[AIM]
List every line in the data below that contains the string "plate", and copy each one in full.

Excerpts from a pointing dataset:

----------------------------------------

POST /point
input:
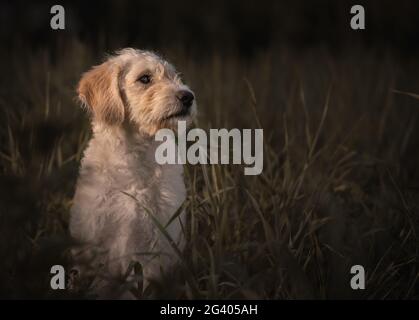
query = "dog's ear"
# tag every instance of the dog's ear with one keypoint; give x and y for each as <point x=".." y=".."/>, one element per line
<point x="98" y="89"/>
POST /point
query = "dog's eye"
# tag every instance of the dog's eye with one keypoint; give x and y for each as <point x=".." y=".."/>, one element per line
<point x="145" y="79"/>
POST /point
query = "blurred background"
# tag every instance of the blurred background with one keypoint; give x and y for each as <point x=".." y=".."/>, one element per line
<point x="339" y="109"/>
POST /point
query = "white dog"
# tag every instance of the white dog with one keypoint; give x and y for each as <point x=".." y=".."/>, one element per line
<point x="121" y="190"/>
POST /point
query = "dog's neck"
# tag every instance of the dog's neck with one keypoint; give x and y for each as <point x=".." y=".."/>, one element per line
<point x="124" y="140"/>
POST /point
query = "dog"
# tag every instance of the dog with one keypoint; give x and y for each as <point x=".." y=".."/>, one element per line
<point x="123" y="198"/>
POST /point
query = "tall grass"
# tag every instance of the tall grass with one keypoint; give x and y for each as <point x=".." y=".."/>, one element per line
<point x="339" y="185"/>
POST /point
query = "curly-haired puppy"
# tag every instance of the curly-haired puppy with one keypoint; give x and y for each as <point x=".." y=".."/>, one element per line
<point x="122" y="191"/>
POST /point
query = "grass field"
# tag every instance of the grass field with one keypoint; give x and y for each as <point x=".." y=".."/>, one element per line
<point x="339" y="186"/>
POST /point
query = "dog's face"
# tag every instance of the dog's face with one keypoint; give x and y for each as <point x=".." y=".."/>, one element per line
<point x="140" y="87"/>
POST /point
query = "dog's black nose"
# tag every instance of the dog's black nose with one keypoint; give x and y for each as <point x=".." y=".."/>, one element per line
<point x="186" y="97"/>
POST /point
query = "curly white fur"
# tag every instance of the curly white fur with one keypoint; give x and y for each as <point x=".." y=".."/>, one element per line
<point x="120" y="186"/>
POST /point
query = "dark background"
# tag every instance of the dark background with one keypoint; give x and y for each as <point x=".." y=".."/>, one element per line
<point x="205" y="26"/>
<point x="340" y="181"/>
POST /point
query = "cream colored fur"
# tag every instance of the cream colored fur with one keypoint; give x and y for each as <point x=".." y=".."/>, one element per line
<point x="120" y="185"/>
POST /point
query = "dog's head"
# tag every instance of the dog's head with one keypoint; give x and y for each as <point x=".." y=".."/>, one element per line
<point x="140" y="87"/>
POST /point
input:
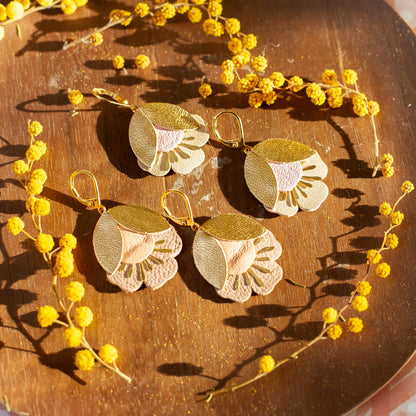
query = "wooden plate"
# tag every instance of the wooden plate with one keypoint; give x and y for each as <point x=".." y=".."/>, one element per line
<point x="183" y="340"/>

----------------------------------------

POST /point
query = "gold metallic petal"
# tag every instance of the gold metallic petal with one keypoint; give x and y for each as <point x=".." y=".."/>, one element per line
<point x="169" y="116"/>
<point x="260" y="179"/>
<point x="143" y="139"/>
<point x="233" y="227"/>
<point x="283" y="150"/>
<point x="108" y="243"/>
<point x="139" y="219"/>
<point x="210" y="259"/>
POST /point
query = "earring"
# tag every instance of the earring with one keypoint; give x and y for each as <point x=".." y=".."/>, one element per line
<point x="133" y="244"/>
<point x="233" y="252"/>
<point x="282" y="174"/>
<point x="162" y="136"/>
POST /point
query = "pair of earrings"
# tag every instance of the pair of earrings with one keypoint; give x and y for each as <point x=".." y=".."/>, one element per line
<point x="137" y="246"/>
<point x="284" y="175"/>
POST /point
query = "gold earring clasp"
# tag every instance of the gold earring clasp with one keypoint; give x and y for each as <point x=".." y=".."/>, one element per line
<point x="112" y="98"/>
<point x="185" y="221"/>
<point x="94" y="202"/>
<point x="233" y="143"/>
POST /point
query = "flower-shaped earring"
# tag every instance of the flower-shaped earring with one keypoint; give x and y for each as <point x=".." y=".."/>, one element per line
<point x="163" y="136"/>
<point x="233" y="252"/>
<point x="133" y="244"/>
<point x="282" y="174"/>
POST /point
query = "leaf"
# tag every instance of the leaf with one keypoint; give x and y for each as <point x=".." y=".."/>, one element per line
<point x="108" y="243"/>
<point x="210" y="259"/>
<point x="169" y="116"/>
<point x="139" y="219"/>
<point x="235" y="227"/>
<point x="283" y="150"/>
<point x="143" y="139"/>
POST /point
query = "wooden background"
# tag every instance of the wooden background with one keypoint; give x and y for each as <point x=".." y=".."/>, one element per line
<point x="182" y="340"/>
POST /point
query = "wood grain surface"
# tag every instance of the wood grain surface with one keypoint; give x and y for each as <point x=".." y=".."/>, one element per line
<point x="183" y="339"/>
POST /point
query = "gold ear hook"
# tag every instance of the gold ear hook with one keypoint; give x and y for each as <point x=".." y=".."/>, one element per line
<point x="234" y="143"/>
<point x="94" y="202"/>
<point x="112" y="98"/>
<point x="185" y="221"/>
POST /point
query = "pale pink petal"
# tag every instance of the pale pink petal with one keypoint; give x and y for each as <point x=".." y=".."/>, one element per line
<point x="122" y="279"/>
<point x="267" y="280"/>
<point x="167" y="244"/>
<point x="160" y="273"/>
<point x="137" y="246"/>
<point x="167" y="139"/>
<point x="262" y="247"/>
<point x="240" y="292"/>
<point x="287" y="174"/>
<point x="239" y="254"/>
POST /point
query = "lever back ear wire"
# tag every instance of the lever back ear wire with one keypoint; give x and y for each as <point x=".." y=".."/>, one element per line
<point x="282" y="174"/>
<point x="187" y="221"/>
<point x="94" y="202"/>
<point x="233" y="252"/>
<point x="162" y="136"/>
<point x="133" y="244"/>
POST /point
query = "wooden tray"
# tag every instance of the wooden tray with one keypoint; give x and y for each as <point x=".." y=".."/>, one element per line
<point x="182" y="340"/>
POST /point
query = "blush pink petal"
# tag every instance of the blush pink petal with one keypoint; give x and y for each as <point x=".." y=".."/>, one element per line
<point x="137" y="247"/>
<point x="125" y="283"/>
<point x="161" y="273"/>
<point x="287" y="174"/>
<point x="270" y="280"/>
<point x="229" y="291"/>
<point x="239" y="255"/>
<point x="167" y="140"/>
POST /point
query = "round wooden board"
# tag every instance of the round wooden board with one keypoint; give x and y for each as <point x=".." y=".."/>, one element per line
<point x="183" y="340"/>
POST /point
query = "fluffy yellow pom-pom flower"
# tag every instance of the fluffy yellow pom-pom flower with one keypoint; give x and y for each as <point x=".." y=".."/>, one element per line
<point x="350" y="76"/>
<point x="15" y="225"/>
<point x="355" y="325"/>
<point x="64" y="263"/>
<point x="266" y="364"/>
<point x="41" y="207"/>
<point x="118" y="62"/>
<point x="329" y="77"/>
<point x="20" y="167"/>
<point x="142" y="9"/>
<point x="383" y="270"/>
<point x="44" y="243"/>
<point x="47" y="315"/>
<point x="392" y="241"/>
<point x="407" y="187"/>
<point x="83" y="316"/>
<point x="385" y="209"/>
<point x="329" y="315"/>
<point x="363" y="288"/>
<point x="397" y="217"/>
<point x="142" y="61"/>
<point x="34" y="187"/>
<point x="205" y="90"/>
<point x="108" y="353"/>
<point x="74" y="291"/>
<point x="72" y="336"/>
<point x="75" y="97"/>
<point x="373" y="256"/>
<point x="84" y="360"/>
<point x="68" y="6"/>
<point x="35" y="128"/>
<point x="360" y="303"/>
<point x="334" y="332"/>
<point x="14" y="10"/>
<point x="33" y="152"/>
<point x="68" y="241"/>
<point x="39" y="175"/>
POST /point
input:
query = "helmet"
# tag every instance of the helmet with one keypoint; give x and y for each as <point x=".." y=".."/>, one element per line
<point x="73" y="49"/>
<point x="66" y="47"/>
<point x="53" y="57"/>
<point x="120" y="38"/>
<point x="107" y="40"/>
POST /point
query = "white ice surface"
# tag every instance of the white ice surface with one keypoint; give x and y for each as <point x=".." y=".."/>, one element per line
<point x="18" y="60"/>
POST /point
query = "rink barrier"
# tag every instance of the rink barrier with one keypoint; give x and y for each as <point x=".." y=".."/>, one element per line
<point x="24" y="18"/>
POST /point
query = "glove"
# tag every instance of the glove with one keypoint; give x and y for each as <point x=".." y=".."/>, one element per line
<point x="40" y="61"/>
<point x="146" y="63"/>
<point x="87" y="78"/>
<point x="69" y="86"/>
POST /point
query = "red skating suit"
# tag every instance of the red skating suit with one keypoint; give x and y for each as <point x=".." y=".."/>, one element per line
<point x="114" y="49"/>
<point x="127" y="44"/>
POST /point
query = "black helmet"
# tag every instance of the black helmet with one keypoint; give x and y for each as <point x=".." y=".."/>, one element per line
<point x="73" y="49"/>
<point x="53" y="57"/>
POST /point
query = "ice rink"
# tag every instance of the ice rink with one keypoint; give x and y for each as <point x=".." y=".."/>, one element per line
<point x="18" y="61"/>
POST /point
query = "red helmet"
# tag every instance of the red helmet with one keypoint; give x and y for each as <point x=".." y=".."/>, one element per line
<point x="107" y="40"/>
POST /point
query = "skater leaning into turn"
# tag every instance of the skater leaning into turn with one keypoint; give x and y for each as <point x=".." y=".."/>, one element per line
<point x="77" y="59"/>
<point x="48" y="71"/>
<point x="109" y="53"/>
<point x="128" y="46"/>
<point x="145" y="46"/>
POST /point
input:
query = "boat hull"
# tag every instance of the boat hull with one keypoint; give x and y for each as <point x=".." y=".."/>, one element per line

----------------------------------------

[SOLUTION TO THIS PROBLEM]
query = "wooden plate"
# tag every instance of the wooden plate with one keypoint; give x and y for each as <point x=".." y=".."/>, one element per line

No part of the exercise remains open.